▶ [Goal]:
Please select every line of the records below that contains the word "laptop" and copy each one.
[Start Extracted data]
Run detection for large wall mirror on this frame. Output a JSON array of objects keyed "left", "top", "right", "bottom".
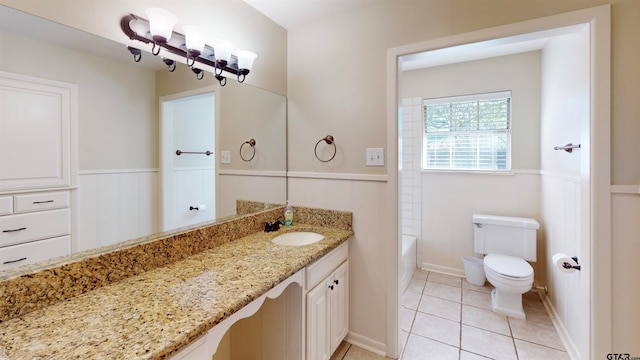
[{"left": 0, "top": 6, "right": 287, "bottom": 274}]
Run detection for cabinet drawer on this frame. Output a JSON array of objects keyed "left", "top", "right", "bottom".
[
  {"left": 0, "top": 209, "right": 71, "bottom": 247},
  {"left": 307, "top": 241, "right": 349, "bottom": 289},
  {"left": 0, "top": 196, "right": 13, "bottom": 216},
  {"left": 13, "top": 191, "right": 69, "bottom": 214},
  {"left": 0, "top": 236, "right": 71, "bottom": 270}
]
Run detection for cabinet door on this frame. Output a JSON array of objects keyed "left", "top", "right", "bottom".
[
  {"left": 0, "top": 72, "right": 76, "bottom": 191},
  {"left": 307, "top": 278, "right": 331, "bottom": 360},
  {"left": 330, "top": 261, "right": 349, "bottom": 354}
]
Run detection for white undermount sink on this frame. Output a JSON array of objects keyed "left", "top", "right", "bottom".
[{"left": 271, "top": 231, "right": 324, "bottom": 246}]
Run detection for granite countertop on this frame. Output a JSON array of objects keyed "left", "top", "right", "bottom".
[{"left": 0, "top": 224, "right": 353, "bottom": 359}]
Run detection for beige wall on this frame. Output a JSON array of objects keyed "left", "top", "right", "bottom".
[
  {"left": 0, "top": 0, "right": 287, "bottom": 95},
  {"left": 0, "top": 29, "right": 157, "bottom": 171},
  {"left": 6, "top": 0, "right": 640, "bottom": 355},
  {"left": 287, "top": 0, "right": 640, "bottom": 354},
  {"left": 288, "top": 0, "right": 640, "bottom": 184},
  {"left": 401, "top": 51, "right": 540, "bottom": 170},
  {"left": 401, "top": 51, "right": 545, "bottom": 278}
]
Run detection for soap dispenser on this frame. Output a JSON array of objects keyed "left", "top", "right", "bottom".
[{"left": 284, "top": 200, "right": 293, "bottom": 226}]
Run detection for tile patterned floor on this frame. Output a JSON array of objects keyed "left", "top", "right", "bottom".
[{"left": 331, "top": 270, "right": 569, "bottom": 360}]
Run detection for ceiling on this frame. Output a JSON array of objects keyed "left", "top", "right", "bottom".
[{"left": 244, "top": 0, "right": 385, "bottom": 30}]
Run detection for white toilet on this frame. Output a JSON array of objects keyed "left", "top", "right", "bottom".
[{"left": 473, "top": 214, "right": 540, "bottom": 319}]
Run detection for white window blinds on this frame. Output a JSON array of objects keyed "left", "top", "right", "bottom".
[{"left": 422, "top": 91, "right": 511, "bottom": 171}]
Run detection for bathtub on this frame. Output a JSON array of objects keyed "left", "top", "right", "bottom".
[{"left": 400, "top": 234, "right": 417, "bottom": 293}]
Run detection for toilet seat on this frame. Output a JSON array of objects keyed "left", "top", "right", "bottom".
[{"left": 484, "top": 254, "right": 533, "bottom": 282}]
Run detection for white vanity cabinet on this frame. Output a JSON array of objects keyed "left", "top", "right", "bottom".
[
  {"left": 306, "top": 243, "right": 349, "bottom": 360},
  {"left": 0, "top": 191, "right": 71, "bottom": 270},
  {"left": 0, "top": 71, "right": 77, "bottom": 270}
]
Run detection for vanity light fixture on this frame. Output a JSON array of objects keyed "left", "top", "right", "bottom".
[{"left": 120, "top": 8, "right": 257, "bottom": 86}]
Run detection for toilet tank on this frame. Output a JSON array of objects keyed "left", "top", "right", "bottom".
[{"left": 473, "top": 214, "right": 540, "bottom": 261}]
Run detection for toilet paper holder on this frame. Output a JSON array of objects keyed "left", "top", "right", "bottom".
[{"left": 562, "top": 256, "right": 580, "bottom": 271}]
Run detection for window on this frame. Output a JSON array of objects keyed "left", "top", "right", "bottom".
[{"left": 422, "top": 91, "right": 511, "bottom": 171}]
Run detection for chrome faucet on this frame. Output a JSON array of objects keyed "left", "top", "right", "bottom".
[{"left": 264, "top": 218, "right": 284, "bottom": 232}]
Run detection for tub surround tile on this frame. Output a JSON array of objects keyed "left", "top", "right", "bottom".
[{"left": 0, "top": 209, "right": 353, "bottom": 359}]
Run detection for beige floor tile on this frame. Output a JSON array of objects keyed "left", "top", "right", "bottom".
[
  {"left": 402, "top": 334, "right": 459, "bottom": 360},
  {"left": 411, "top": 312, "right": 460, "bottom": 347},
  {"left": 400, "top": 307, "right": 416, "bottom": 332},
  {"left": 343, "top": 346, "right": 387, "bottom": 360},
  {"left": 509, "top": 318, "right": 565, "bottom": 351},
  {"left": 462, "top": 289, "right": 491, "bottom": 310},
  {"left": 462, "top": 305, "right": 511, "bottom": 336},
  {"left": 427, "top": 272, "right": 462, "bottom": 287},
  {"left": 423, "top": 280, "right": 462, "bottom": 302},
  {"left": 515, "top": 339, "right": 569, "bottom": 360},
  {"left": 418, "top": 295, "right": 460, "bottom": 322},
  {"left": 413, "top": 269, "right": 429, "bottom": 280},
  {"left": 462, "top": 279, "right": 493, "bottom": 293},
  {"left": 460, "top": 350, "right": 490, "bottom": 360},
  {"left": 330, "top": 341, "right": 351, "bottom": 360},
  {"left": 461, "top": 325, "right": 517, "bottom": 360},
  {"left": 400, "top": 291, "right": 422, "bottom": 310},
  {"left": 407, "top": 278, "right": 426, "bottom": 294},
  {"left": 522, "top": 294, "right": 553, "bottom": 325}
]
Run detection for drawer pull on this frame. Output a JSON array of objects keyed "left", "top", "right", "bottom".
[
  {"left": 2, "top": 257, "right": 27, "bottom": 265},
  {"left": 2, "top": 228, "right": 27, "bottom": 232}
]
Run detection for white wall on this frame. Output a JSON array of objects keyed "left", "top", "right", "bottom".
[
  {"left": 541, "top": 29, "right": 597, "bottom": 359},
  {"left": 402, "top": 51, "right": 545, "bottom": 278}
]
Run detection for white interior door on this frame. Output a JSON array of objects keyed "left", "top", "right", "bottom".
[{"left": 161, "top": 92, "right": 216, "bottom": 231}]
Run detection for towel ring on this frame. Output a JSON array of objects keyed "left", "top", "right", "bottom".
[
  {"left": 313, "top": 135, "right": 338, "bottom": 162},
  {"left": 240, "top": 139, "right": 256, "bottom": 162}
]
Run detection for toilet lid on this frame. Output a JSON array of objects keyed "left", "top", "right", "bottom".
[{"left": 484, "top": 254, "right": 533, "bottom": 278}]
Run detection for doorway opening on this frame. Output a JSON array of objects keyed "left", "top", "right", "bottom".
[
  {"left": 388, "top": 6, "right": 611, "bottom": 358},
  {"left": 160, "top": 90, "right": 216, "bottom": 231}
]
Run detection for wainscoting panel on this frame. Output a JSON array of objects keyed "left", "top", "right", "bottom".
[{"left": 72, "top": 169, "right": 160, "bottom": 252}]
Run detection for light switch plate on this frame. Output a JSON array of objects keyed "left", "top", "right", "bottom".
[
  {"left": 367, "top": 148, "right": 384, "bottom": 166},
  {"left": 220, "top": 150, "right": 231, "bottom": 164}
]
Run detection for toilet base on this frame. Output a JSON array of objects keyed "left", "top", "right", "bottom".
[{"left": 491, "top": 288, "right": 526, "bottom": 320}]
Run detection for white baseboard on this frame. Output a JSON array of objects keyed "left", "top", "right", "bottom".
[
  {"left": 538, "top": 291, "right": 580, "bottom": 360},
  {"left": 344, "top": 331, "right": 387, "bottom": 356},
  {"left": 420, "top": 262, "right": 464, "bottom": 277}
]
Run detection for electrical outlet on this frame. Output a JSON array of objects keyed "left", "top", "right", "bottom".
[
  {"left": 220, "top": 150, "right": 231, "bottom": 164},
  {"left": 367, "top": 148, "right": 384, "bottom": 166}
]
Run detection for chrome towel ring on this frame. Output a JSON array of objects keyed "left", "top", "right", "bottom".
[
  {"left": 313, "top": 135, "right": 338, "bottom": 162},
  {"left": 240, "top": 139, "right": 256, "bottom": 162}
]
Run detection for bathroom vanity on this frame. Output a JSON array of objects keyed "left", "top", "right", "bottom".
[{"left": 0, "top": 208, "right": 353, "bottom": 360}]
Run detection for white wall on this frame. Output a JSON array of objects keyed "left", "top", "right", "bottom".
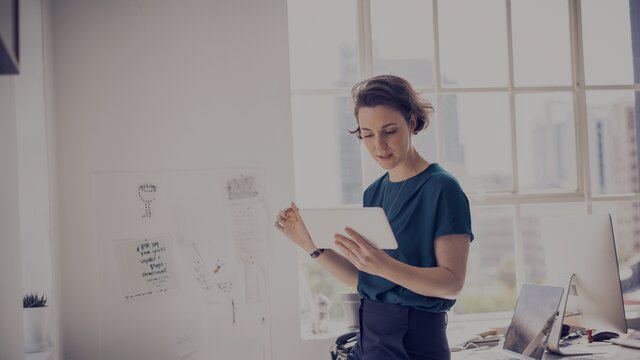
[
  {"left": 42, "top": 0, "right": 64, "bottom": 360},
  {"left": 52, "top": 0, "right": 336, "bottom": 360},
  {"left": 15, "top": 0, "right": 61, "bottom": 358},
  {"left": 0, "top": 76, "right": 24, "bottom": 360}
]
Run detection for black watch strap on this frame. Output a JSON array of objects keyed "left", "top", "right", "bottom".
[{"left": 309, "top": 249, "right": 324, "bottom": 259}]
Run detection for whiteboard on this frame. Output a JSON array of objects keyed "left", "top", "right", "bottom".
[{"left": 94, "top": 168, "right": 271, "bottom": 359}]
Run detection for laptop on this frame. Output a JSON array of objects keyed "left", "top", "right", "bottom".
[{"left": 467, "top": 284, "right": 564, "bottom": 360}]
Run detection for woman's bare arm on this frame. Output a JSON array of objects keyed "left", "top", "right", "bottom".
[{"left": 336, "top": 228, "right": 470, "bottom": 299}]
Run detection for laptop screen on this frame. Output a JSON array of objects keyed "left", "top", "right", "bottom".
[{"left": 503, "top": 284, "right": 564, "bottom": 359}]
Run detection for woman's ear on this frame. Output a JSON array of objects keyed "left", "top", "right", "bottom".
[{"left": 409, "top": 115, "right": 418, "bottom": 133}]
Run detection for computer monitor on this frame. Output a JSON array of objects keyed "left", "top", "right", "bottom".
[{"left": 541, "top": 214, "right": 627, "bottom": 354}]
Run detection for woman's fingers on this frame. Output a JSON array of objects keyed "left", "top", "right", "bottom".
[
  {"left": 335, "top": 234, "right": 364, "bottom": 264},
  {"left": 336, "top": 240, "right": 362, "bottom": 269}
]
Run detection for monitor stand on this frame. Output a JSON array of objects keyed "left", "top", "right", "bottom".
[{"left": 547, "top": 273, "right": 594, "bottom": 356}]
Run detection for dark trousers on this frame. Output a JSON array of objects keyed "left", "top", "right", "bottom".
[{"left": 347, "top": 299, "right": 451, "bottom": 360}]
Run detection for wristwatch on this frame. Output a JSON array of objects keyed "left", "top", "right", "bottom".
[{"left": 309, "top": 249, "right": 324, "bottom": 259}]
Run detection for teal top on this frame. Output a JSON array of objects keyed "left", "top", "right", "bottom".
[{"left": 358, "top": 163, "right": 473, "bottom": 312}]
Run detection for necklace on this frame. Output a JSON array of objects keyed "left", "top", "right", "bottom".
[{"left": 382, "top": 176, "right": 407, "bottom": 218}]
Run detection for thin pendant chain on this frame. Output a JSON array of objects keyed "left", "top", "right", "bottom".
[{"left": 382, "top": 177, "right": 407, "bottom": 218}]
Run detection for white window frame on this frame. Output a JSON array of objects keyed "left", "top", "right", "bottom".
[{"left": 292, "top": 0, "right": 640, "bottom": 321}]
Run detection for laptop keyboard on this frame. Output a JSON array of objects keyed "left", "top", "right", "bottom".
[End Extracted data]
▶ [Solution]:
Run detection for laptop on this frame. Output a JSON array of objects keyed "left", "top", "right", "bottom".
Run detection for laptop screen on this frame. Output a JSON array of objects keyed "left", "top", "right", "bottom".
Run detection for laptop keyboard on this frame. Output a JSON array of objects keyed "left", "top", "right", "bottom".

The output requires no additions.